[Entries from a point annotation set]
☆ ☆ ☆ ☆

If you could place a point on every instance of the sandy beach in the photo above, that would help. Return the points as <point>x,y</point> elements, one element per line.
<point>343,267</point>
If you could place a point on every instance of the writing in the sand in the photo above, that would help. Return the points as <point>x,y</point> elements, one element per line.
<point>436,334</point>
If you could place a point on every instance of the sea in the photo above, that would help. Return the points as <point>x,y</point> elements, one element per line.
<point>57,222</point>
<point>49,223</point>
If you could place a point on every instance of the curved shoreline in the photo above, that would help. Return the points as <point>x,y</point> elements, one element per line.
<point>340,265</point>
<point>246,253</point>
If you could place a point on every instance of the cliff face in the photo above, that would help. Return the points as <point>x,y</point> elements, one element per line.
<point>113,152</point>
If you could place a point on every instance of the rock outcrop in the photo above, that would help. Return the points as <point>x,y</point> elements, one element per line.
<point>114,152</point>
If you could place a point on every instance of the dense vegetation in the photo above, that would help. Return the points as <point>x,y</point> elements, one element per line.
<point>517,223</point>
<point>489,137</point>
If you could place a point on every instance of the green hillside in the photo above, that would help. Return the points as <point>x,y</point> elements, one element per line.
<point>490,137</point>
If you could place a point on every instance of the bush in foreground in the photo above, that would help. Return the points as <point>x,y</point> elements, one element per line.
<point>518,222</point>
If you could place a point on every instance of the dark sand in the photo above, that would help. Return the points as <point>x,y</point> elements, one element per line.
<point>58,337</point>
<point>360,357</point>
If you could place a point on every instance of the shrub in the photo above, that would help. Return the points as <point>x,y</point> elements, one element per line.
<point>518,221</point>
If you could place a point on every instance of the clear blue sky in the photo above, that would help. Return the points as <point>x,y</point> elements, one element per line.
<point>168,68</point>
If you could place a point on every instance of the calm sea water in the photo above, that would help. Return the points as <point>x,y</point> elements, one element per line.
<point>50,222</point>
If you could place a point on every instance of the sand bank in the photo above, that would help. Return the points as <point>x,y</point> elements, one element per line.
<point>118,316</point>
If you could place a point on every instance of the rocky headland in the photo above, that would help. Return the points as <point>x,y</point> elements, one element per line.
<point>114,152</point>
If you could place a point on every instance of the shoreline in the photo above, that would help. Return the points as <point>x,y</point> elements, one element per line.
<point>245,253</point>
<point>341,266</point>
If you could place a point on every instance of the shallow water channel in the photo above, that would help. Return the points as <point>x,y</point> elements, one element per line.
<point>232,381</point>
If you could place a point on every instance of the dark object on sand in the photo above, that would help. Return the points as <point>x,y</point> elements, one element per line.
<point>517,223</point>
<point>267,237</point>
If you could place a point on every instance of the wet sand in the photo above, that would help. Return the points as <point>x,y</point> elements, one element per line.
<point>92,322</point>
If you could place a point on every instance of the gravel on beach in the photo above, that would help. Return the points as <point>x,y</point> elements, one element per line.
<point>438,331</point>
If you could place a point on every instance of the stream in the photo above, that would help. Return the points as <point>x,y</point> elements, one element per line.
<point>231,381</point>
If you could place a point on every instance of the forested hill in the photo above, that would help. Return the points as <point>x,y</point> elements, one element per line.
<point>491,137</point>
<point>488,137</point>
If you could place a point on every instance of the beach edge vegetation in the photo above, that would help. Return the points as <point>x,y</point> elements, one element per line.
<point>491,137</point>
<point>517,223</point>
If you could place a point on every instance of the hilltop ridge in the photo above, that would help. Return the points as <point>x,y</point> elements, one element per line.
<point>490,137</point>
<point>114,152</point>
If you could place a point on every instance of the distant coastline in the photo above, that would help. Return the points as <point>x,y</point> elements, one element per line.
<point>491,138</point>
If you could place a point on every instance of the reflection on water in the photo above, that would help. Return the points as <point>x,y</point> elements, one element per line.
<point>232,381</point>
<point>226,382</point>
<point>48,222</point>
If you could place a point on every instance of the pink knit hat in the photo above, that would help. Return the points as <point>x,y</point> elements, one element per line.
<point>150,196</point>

☆ ☆ ☆ ☆

Rewrite the part of the records that runs from the line containing "of the beach" through the end of the records, both ends included, and give only those lines. Keep each request line unchanged, and multiply every point coordinate in the answers by 1.2, rounding to whole numbers with halves rounded up.

• [Reply to the task]
If you could place a point on every instance of the beach edge vegetation in the photo above, that would help. Return the points as <point>x,y</point> elements, one element per line.
<point>589,164</point>
<point>620,268</point>
If you could place a point on every instance of the hilltop ridge in the photo above, that would help. Return the points as <point>x,y</point> elements, one element per line.
<point>588,164</point>
<point>137,182</point>
If you could place a point on every instance of the distant coastline in the photo above, that would help. Return the points as <point>x,y</point> elements, one element per line.
<point>589,166</point>
If you could place a point on every instance of the reflection on water in the photo above, that would help. Return the points as <point>x,y</point> elements, one element per line.
<point>278,457</point>
<point>271,458</point>
<point>58,266</point>
If you could place a point on every instance of the pink knit hat in the photo above, that would help. Return the points as <point>x,y</point> elements, one element per line.
<point>180,235</point>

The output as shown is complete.